Required action: Nothing but the lines from the one with "If you could tag the soap" down to the one with "If you could tag the painted" should be returned, exactly and with both ends included, from the material below.

The data:
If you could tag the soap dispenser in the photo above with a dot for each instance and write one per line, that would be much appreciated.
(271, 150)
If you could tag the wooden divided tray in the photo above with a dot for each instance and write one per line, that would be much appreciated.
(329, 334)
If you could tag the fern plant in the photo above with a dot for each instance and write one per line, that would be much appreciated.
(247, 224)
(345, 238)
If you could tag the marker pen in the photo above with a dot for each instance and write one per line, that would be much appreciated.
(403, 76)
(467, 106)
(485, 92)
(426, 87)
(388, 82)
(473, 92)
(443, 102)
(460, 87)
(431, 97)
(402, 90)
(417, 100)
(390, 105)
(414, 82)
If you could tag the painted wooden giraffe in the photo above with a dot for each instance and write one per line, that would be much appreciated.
* * *
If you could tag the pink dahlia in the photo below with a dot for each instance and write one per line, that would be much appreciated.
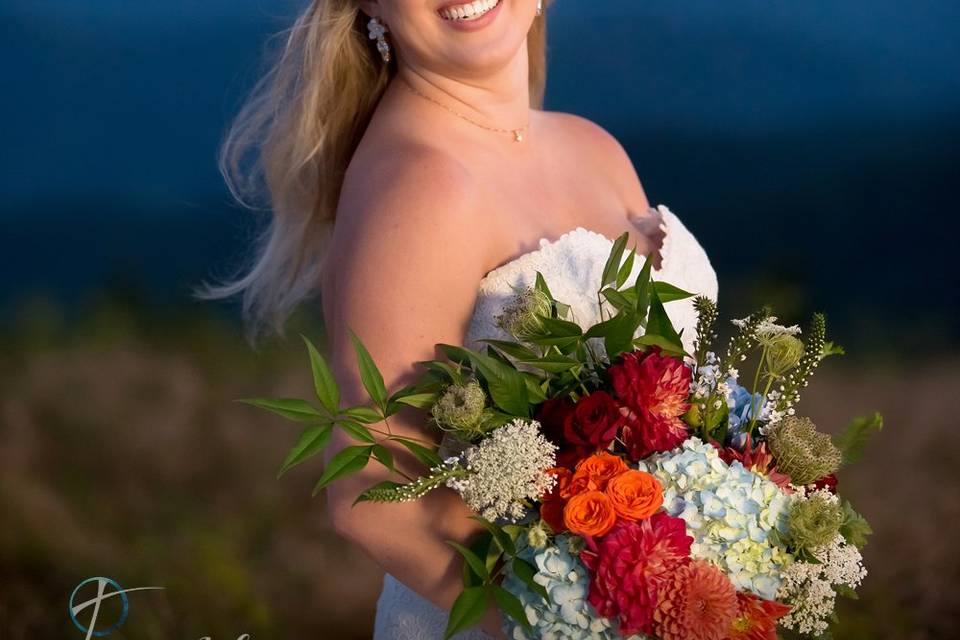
==
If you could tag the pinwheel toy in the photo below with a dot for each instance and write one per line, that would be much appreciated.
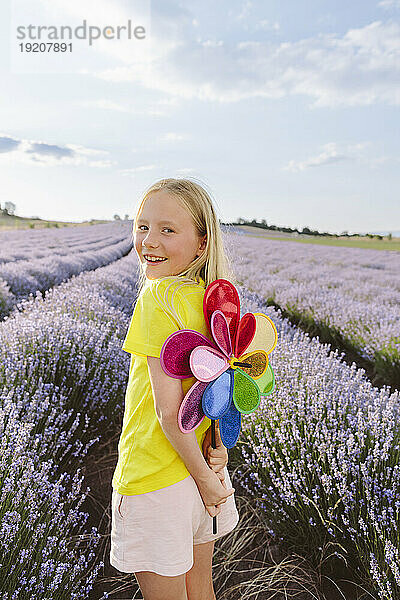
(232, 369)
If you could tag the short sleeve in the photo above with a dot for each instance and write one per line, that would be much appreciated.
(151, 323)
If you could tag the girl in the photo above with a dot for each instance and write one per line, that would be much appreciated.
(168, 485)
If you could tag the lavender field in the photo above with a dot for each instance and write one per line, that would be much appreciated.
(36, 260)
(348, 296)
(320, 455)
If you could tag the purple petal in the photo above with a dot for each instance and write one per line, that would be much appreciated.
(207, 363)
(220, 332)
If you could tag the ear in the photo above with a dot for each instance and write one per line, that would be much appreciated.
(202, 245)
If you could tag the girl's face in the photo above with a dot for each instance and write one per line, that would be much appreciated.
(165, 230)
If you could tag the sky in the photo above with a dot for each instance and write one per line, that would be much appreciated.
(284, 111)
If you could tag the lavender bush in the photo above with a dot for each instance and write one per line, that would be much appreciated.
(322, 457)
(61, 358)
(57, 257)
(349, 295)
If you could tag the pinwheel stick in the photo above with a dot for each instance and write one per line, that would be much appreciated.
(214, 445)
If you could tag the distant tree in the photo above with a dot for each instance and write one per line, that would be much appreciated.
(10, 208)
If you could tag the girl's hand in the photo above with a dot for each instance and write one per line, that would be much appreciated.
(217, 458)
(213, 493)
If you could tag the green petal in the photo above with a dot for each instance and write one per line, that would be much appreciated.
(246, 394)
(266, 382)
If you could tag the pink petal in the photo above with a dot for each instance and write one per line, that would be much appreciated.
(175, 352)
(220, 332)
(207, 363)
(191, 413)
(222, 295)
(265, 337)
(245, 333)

Written solution:
If you could tag the soap dispenser in the photo above with a dot for each instance and write one per line, that would be much appreciated.
(271, 150)
If you could tag the wooden divided tray in the photo above with a dot for each instance and write one per line, that would be much appreciated.
(329, 334)
If you could tag the fern plant in the photo above with a dot for each instance and write one per line, that would be much appreciated.
(247, 224)
(345, 238)
If you could tag the marker pen in the photo above with a dot for each instance and write one per line, that would be much appreciated.
(403, 76)
(467, 106)
(485, 92)
(426, 87)
(388, 82)
(473, 92)
(443, 102)
(460, 87)
(431, 97)
(402, 90)
(417, 100)
(390, 105)
(414, 82)
If you could tag the painted wooden giraffe in the photo above with a dot for each instance and write one per line, that would be much appreciated.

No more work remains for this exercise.